EXCERPTED TEXT:
====

Kelly-Moore Paints is an American paint manufacturing company founded in 1946 by William Kelly and William Moore. It is based in San Carlos, California.

The company has stores located in California, Texas, Oklahoma, and Nevada. Hurst, Texas is their only manufacturing plant.

History

1946–1952: Founding the company 
Kelly-Moore Paints was founded in 1946 by William Kelly and William Moore, former Glidden employees.

1952–1984: Acquistion by William Moore and expansion of the business 
Moore bought out Kelly in 1952, and for the next thirty years he was actively involved in every facet of the business.  He played an essential role in the evolution of production methods and the planning and designing of company-owned stores. 

In 1974, in terms of revenue, retail sales made up almost 25 percent of the total revenue. As a result of market shifts, that percentage would increase to 37 percent within a decade. There was a rise in the number of homeowners who wanted to paint their own homes. Kelly-Moore maintained annual growth of 13 percent over the past decade.

In 1984, Kelly-Moore had a revenue of $136 million and a profit of almost $11 million, when Moore announced retirement.

1984–1998: Company under a new management 
In 1998, Moore and his wife set up an ESOP, which was a retirement and stock ownership plan for eligible workers.

Joseph P. Cristiano took over as CEO of Kelly-Moore in January 1985, six months after William Moore retired. During those months, he spent shadowing sales representatives to learn the ropes.

In 1994, Kelly-Moore Paints expanded its presence in Alaska and Washington by acquiring Preservative Paint Co. of Seattle. The purchase created a wholly owned subsidiary of Kelly-Moore Paints with two new retail locations in Alaska and fifteen new retail locations in Washington.

In 1995, Kelly-Moore acquired K-M Universal, expanding its presence in the Southwest by adding a factory in Tempe, Arizona, and a number of retail outlets in the state of Arizona and the state of California. A year later, Kelly-Moore expanded its new subsidiary by absorbing another acquisition, the paint division of Island Equipment Co., situated in Guam.

1998–2022: ESOP 
In 1998, Moore and his wife set up an ESOP in 1998, which was a retirement and stock ownership plan for eligible workers.

====

DATASET EXTRACT:
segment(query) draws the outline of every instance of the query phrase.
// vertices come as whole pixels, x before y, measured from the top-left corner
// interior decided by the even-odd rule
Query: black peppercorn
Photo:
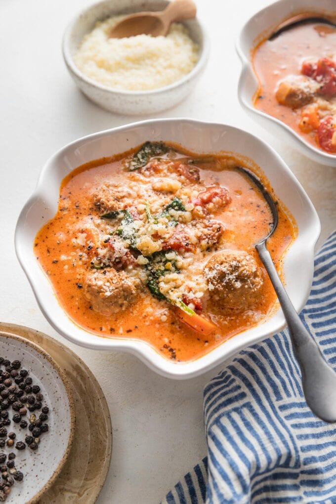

====

EXERCISE TASK 1:
Answer these questions from the article on Kelly-Moore Paints:
(a) In which city is the company based?
(b) Which company did Kelly-Moore acquire in 1994 to expand in Alaska and Washington?
(c) In what month and year did Joseph P. Cristiano take over as CEO?
EXERCISE TASK 2: Write the next part of the article on Kelly-Moore Paints, picking up after its last sentence.
The items are separate material and have no connection to the article on Kelly-Moore Paints.

EXERCISE OUTPUT 1:
(a) San Carlos, California
(b) Preservative Paint Co. of Seattle
(c) January 1985

EXERCISE OUTPUT 2:
In 1999, Kelly-Moore partnered with M.A. Bruder & Sons, a Pennsylvania-based company with a business model and customer base comparable to its own, in an effort to strengthen both firms' positions in the marketplace.  They were both able to serve national accounts since their regions did not overlap; M.A. Bruder handled projects on the East Coast, while Kelly-Moore handled those on the West Coast.  As a result of the collaboration, both businesses were included beside each other in the American Institute of Architects' MasterSpec Finishes directory, which is used by some 5,500 architectural and construction firms. 

In 2000, Diamond Vogel Paints and later Dunn-Edwards joined their alliance which was known as Paints America. In the same year, Kelly-Moore Paints acquired Ponderosa Paint Manufacturing.

In January 2003, Herb R. Giffins replaced Cristiano as the new president and CEO of Kelly-Moore Paints. 

In April 2022, Kelly-Moore Paint Company received Governor's Texas Environmental Excellence Award in Pollution Prevention category.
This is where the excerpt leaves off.